■ Point annotations for photos:
* * * * * * *

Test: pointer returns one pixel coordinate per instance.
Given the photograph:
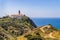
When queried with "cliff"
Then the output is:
(23, 28)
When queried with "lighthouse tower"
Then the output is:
(19, 12)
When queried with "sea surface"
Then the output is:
(44, 21)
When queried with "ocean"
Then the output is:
(55, 22)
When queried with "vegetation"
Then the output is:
(25, 29)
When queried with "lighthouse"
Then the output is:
(19, 12)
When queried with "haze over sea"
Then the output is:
(44, 21)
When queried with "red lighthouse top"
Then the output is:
(19, 12)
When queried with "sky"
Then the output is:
(31, 8)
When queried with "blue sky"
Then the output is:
(31, 8)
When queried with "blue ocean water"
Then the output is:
(44, 21)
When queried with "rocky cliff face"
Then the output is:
(14, 27)
(46, 32)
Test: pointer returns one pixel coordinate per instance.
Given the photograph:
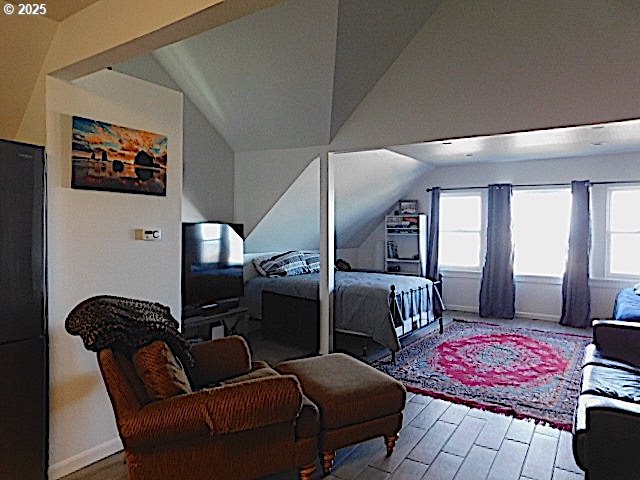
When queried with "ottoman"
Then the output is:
(356, 401)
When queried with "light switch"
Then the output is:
(148, 234)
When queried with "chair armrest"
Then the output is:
(618, 339)
(219, 359)
(227, 409)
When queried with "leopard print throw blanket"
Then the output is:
(115, 322)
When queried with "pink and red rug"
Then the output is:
(515, 371)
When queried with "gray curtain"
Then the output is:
(497, 290)
(576, 298)
(434, 232)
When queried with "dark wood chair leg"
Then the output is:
(307, 472)
(327, 461)
(390, 441)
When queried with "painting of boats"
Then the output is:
(118, 159)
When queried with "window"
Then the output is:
(540, 222)
(623, 232)
(460, 231)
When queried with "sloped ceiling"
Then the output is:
(293, 222)
(371, 35)
(289, 76)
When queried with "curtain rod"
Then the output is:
(612, 182)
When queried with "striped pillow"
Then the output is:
(287, 263)
(313, 260)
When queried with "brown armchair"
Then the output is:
(234, 419)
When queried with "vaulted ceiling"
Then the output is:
(291, 75)
(301, 73)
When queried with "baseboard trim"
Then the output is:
(533, 316)
(85, 458)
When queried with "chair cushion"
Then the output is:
(160, 371)
(220, 359)
(346, 390)
(252, 375)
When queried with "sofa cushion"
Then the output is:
(593, 356)
(160, 371)
(611, 382)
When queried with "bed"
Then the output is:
(379, 306)
(627, 305)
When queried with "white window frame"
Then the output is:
(534, 277)
(483, 228)
(608, 273)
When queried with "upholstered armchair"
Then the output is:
(227, 418)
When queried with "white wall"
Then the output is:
(536, 298)
(208, 158)
(91, 251)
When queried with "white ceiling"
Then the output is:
(290, 76)
(599, 139)
(61, 9)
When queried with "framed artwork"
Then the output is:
(117, 159)
(408, 206)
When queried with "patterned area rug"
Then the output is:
(516, 371)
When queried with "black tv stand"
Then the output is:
(200, 325)
(211, 308)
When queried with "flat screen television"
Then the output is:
(212, 259)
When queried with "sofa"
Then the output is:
(606, 430)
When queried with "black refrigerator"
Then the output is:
(23, 327)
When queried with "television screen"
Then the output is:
(212, 259)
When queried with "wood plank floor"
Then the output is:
(439, 441)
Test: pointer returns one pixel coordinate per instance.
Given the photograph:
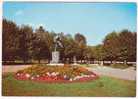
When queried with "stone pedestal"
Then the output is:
(55, 57)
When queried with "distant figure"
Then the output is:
(57, 41)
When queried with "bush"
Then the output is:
(119, 65)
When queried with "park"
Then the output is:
(40, 62)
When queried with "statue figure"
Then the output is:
(57, 41)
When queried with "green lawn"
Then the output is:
(105, 86)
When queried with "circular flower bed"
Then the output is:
(55, 74)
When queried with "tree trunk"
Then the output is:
(125, 62)
(39, 60)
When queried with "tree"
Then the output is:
(10, 40)
(127, 46)
(110, 46)
(42, 44)
(98, 52)
(25, 43)
(81, 41)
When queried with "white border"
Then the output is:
(3, 97)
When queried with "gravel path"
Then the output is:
(126, 74)
(13, 68)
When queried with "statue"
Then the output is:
(57, 41)
(55, 53)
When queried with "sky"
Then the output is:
(93, 20)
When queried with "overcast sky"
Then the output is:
(93, 20)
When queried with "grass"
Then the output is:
(105, 86)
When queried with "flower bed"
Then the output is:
(56, 74)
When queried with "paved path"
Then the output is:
(126, 74)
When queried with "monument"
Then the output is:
(56, 54)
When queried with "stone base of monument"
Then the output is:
(55, 59)
(56, 64)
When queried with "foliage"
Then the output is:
(22, 43)
(105, 86)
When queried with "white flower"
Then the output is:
(57, 73)
(70, 79)
(48, 73)
(18, 74)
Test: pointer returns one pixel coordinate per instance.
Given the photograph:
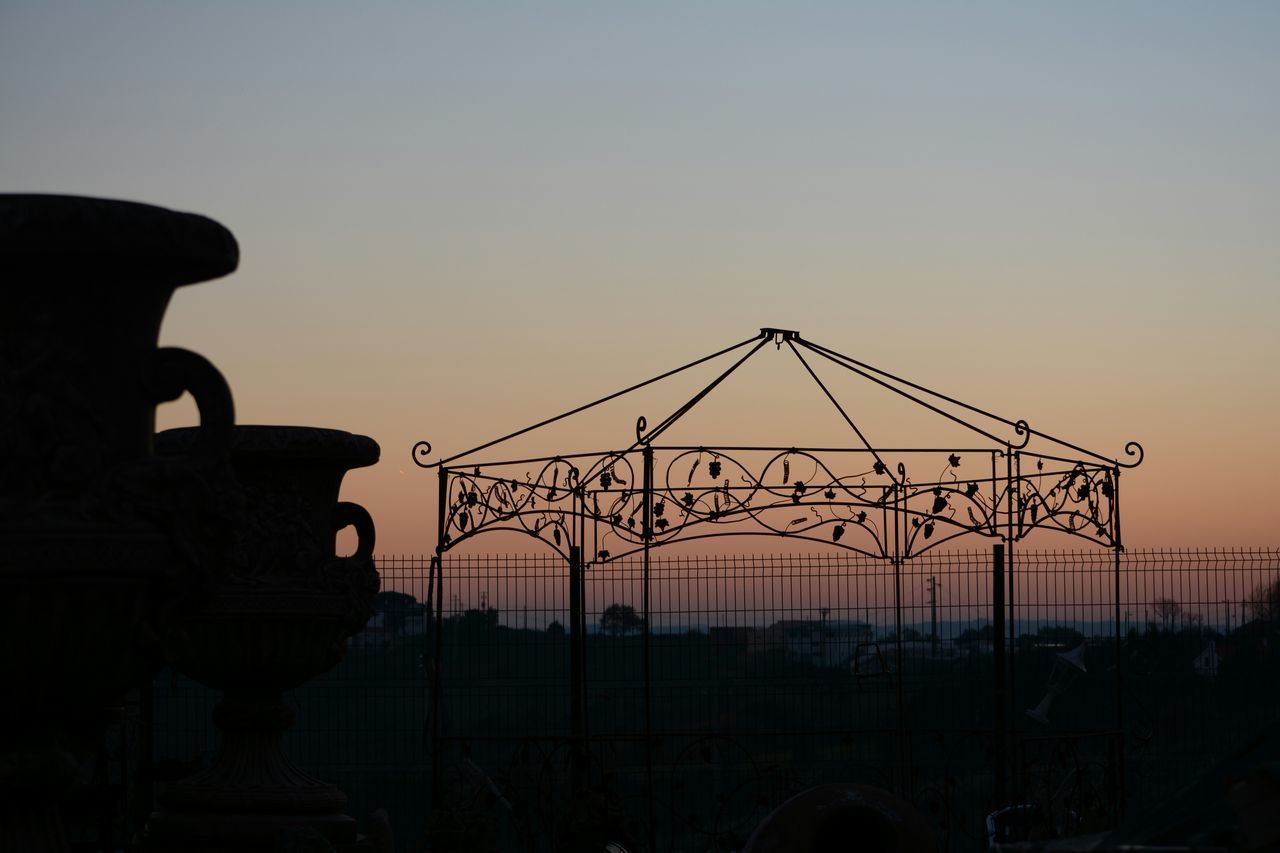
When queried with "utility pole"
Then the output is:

* * * * * * *

■ EXERCISE DESCRIPTION: In your copy of the records, include no pictures; repeat everything else exactly.

■ THE RESPONSE:
Test: pointer returns one pixel coordinate per instance.
Given the photograph:
When queried with "cliff"
Then the output is:
(23, 28)
When queried with "lighthouse tower"
Then the output is:
(19, 12)
When queried with "sea surface"
Then the output is:
(44, 21)
When queried with "ocean"
Then the output is:
(55, 22)
When queried with "vegetation"
Then the output is:
(25, 29)
When queried with "lighthouse"
Then the output is:
(19, 12)
When queried with "haze over sea"
Then the output is:
(44, 21)
When queried with "red lighthouse top"
Then the output is:
(19, 12)
When queried with "sky"
Then the output is:
(31, 8)
When queried with "blue sky"
Then the output is:
(31, 8)
When queried with "blue ocean water"
Then the output is:
(44, 21)
When queried with "rocky cliff face"
Then the output is:
(14, 27)
(46, 32)
Test: pointer returns one pixel coordinate per instance.
Given the photograph:
When queried with "ottoman"
Then the output is:
(356, 401)
When queried with "light switch"
Then the output is:
(148, 234)
When queried with "chair armrest"
Then the output is:
(618, 339)
(219, 359)
(227, 409)
When queried with "leopard print throw blanket"
Then the output is:
(115, 322)
When queried with "pink and red rug"
Then the output is:
(515, 371)
When queried with "gray curtain"
Then the output is:
(497, 290)
(576, 298)
(434, 232)
When queried with "dark wood chair leg"
Then the output is:
(307, 472)
(327, 461)
(390, 441)
When queried with "painting of boats"
Then the output is:
(118, 159)
When queried with "window"
Then the output is:
(540, 222)
(623, 232)
(460, 231)
When queried with "sloped ceiling"
Then the output is:
(293, 222)
(371, 35)
(289, 76)
When queried with "curtain rod"
Then the output is:
(612, 182)
When queried with "striped pillow"
Then the output is:
(287, 263)
(313, 260)
When queried with "brown armchair"
Then the output is:
(234, 419)
When queried with "vaulted ceiling"
Then the output is:
(291, 75)
(301, 73)
When queried with "baseboard trim"
Then the output is:
(533, 316)
(85, 458)
When queried with "chair cushion"
Then the output is:
(160, 371)
(220, 359)
(346, 390)
(252, 375)
When queried with "sofa cushion"
Then the output is:
(593, 356)
(160, 371)
(611, 382)
When queried with "bed"
Then the output is:
(379, 306)
(627, 305)
When queried with "white window frame"
Then the output is:
(534, 277)
(483, 228)
(608, 273)
When queried with "upholstered armchair"
Then the output is:
(227, 418)
When queried with "white wall"
Then the output is:
(536, 298)
(208, 158)
(91, 251)
When queried with "white ceiling"
Then the output is:
(290, 76)
(599, 139)
(61, 9)
When queried with "framed artwork"
Then the output is:
(117, 159)
(408, 206)
When queried with "patterned area rug"
Then the output is:
(516, 371)
When queried with "black tv stand"
Then the output is:
(200, 325)
(211, 308)
When queried with "flat screen television"
Then the output is:
(212, 259)
When queried with "sofa"
Then the output is:
(606, 430)
When queried with "black refrigerator"
Then the output is:
(23, 327)
When queried with "television screen"
Then the output is:
(212, 259)
When queried with "wood plank floor"
Then the output is:
(439, 441)
Test: pointer returns one pixel coordinate per instance.
Given the photograph:
When queried with "stone pedestal"
Then the output is:
(55, 57)
When queried with "distant figure"
Then the output is:
(57, 41)
When queried with "bush"
Then the output is:
(119, 65)
When queried with "park"
Then the output is:
(40, 62)
When queried with "statue figure"
Then the output is:
(57, 41)
When queried with "green lawn"
Then the output is:
(105, 86)
When queried with "circular flower bed"
Then the output is:
(55, 74)
When queried with "tree trunk"
Then the output is:
(125, 62)
(39, 60)
When queried with "tree"
Then the output is:
(10, 40)
(127, 46)
(110, 46)
(42, 44)
(98, 52)
(25, 43)
(81, 41)
When queried with "white border"
Then the output is:
(3, 97)
When queried with "gravel path"
Then the output is:
(126, 74)
(13, 68)
When queried with "statue"
Then the output is:
(57, 41)
(55, 53)
When queried with "sky"
Then the output is:
(93, 20)
When queried with "overcast sky"
Then the output is:
(93, 20)
When queried with "grass"
Then the output is:
(105, 86)
When queried with "flower bed"
Then the output is:
(56, 74)
When queried with "paved path"
Then the output is:
(126, 74)
When queried with "monument"
Then the output is:
(56, 54)
When queried with "stone base of monument"
Then the output is:
(55, 59)
(56, 64)
When queried with "foliage"
Then the output is:
(22, 43)
(105, 86)
When queried with "white flower"
Then the output is:
(57, 73)
(70, 79)
(48, 73)
(18, 74)
Test: pointer returns one pixel coordinate per instance.
Given the photograph:
When queried with "utility pole"
Then the output is:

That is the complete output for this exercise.